What you will do:
Every entry must be copied word for word.

### Dataset extract

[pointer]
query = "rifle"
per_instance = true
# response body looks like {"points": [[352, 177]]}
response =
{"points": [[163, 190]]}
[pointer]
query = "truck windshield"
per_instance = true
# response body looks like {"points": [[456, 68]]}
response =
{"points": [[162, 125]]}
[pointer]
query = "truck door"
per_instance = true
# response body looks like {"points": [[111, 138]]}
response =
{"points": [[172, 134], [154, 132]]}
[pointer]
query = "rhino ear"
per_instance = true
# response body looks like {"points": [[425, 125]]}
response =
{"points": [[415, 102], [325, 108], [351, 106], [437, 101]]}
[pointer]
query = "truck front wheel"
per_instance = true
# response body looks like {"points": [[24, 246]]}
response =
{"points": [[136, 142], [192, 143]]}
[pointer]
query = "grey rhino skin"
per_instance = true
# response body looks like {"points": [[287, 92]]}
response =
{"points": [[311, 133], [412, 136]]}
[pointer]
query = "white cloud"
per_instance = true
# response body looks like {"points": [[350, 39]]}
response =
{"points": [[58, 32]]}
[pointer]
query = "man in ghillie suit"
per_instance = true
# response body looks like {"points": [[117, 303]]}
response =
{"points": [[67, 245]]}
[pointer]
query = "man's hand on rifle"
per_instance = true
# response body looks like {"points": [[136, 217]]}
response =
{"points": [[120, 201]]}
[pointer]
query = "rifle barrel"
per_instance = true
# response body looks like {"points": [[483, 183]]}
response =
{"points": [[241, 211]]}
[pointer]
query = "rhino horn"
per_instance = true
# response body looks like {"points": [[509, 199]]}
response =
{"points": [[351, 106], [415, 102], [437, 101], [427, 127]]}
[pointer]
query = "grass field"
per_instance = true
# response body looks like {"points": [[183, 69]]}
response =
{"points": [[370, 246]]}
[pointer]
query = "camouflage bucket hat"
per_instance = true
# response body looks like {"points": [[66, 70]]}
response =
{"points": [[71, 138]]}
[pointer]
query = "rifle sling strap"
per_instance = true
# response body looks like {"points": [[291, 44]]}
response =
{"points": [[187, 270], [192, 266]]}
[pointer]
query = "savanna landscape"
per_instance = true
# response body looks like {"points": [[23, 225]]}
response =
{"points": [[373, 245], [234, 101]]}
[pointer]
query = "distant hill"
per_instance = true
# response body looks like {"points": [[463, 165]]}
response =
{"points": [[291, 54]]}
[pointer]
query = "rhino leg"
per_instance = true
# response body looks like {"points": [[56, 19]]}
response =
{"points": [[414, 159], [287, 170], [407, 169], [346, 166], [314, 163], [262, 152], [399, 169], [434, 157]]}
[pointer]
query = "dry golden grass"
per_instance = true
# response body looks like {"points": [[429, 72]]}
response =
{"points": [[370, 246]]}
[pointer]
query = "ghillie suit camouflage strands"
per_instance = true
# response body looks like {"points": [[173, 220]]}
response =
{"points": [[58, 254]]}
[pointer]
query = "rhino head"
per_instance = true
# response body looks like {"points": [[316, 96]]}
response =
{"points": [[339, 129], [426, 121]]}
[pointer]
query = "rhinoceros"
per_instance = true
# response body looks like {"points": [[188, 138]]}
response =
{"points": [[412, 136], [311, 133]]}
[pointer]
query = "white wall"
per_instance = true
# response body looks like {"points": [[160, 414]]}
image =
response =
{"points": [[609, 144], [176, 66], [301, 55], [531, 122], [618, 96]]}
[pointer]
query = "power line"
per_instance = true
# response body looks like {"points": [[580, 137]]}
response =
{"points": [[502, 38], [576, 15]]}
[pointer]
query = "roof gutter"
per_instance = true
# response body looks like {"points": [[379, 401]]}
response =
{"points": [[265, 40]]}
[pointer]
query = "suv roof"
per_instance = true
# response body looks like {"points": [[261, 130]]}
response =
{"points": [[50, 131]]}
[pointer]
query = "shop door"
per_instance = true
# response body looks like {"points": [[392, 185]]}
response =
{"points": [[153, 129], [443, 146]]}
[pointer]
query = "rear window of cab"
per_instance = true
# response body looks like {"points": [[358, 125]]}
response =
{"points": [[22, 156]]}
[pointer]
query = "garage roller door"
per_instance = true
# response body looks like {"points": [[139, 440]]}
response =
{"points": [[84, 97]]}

######

Solution:
[pointer]
query = "rifle"
per_instance = true
# response body looks like {"points": [[352, 177]]}
response =
{"points": [[163, 190]]}
[pointer]
query = "truck windshield"
per_instance = true
# response body looks like {"points": [[456, 68]]}
response =
{"points": [[162, 125]]}
[pointer]
query = "truck door"
per_instance = true
# response body looks like {"points": [[111, 138]]}
response =
{"points": [[172, 134], [154, 132]]}
[pointer]
query = "rhino ear"
per_instance = true
# response body looks like {"points": [[425, 125]]}
response =
{"points": [[415, 102], [325, 108], [351, 106], [437, 101]]}
[pointer]
query = "truck front wheel"
per_instance = true
# response body looks like {"points": [[24, 246]]}
response =
{"points": [[136, 142], [192, 143]]}
[pointer]
query = "grey rhino skin"
per_instance = true
# response body looks like {"points": [[287, 92]]}
response =
{"points": [[311, 133], [412, 136]]}
[pointer]
query = "white cloud"
per_instance = true
# response body looks like {"points": [[350, 39]]}
response =
{"points": [[58, 32]]}
[pointer]
query = "man in ghillie suit"
per_instance = true
# response body looks like {"points": [[117, 303]]}
response =
{"points": [[67, 245]]}
[pointer]
query = "man's hand on rifle"
per_instance = true
# response body looks like {"points": [[136, 217]]}
response =
{"points": [[120, 201]]}
[pointer]
query = "rifle barrel"
per_instance = true
# response body looks like {"points": [[483, 183]]}
response =
{"points": [[241, 211]]}
[pointer]
query = "rhino horn"
per_instance = true
# response body looks like {"points": [[509, 199]]}
response =
{"points": [[351, 106], [415, 102], [437, 101], [427, 127]]}
[pointer]
query = "grass field"
per_instance = true
# response body looks like {"points": [[183, 69]]}
response =
{"points": [[370, 246]]}
[pointer]
query = "camouflage bucket hat"
per_instance = true
# response body looks like {"points": [[66, 70]]}
response =
{"points": [[71, 138]]}
[pointer]
query = "rifle sling strap"
per_instance = true
# response body looks like {"points": [[291, 44]]}
response =
{"points": [[187, 270], [192, 266]]}
[pointer]
query = "savanna landscape"
per_instance = true
# response body looks like {"points": [[23, 225]]}
response =
{"points": [[373, 245], [234, 101]]}
[pointer]
query = "distant hill"
per_instance = true
# response body looks like {"points": [[463, 165]]}
response =
{"points": [[291, 54]]}
[pointer]
query = "rhino leg"
per_instance = true
# response body looks like {"points": [[56, 19]]}
response =
{"points": [[414, 159], [287, 170], [407, 169], [346, 166], [314, 163], [262, 152], [399, 169], [434, 157]]}
[pointer]
query = "dry golden grass"
per_instance = true
# response body looks like {"points": [[429, 72]]}
response =
{"points": [[370, 246]]}
[pointer]
query = "ghillie suit camouflage strands"
per_instance = true
# response body looks like {"points": [[173, 220]]}
response =
{"points": [[58, 254]]}
[pointer]
query = "rhino head"
per_instance = true
# response body looks like {"points": [[316, 96]]}
response =
{"points": [[339, 129], [426, 121]]}
[pointer]
query = "rhinoceros"
per_instance = true
# response body looks like {"points": [[188, 138]]}
response =
{"points": [[412, 136], [311, 133]]}
[pointer]
query = "white wall"
per_instance = true
# response body looks like {"points": [[160, 414]]}
image =
response =
{"points": [[609, 144], [176, 66], [301, 55], [531, 122], [618, 96]]}
[pointer]
query = "power line"
per_instance = true
# response body looks like {"points": [[580, 137]]}
response =
{"points": [[502, 38], [576, 15]]}
[pointer]
query = "roof gutter"
per_instance = true
# response body looks like {"points": [[379, 401]]}
response =
{"points": [[265, 40]]}
[pointer]
query = "suv roof"
per_instance = true
# response body looks like {"points": [[261, 130]]}
response =
{"points": [[50, 131]]}
[pointer]
query = "shop door"
per_instance = true
# response body looks like {"points": [[392, 185]]}
response =
{"points": [[153, 129], [443, 146]]}
[pointer]
query = "rear window of cab"
per_instance = true
# response body looks like {"points": [[358, 125]]}
response =
{"points": [[22, 156]]}
[pointer]
query = "garage roller door"
per_instance = true
# response body looks like {"points": [[139, 440]]}
response =
{"points": [[84, 97]]}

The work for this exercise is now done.